-- Passage provided --

◆ ◆ ◆ ◆ ◆

Tips / Ideas When
Dealing With Stress
HOW TO HELP YOUR KID WITH STRESS
Notice out loud. Tell your child when you notice that something's bothering him or her. If you can, name the feeling you think your child is experiencing. ("It seems like you're still mad about what happened at the playground.") This shouldn't sound like an accusation (as in, "OK, what happened now? Are you still mad about that?") or put a child on the spot. It's just a casual observation that you're interested in hearing more about your child's concern. Be sympathetic and show you care and want to understand.
- Pay attention to what kids are saying is "worrying" or "bothering" them, or are things they "don’t like." All these words could be code for stress.
Listen to your child. Ask your child to tell you what's wrong. Listen attentively and calmly — with interest, patience, openness, and caring. Avoid any urge to judge, blame, lecture, or say what you think your child should have done instead. The idea is to let your child's concerns (and feelings) be heard. Try to get the whole story by asking questions like "And then what happened?" Take your time. And let your child take his or her time, too.
- Listen first, and then talk. Help kids understand that feeling stress is a normal part of life. Remember that what children find stressful might not seem stressful to you or even to other children, but it’s real to them.

◆ ◆ ◆ ◆ ◆

-- Excerpted data --
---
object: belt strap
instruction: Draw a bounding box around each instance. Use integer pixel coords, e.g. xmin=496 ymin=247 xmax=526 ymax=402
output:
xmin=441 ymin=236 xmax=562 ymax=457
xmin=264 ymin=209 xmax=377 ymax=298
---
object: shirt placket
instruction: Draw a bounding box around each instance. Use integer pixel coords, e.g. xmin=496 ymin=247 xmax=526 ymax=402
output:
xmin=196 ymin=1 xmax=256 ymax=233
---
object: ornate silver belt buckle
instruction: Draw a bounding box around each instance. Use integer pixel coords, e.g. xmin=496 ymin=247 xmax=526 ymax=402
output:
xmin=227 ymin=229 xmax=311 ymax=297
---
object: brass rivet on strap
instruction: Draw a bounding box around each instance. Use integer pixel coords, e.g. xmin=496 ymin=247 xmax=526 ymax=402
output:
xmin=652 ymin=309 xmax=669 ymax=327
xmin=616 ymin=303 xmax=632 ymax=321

◆ ◆ ◆ ◆ ◆

-- Directions for this task --
Write what comes next in the tips on helping a child with stress, picking up right after its last sentence.

-- Exercise response --
Comment briefly on the feelings you think your child was experiencing. For example, you might say "That must have been upsetting," "No wonder you felt mad when they wouldn't let you in the game," or "That must have seemed unfair to you." Doing this shows that you understand what your child felt, why, and that you care. Feeling understood and listened to helps your child feel supported by you, and that is especially important in times of stress.
- When you talk to your kids, resist the temptation to multi-task. Sixty-two percent of the kids we surveyed told us that their parents are sometimes distracted when they try to talk to them. The number one distraction? Their parents’ cell phones. Kids also told us that they know their parents are listening when their parents make eye contact with them, and they told us that dinner time and bedtime are two of the best times to talk together about something important. But any time when you can be focused solely on your child is a good time.
Put a label on it. Many younger kids do not yet have words for their feelings. If your child seems angry or frustrated, use those words to help him or her learn to identify the emotions by name. Putting feelings into words helps kids communicate and develop emotional awareness — the ability to recognize their own emotional states. Kids who can do so are less likely to reach the behavioral boiling point where strong emotions come out through behaviors rather than communicated with words.
Help your child think of things to do. If there's a specific problem that's causing stress, talk together about what to do. Encourage your child to think of a couple of ideas. You can start the brainstorming if necessary, but don't do all the work. Your child's active participation will build confidence. Support the good ideas and add to them as needed. Ask, "How do you think this will work?"
- When talking about tests and grades with children who stress over them, keep the focus more on learning and improvement than on grades. Resist asking, "What grade did you get?" after a big test. Instead, try "Do you think you did your best? How do you feel about it?" Be positive and forward looking, even when the grades are less than desirable: "Let’s talk about how you might do better next time."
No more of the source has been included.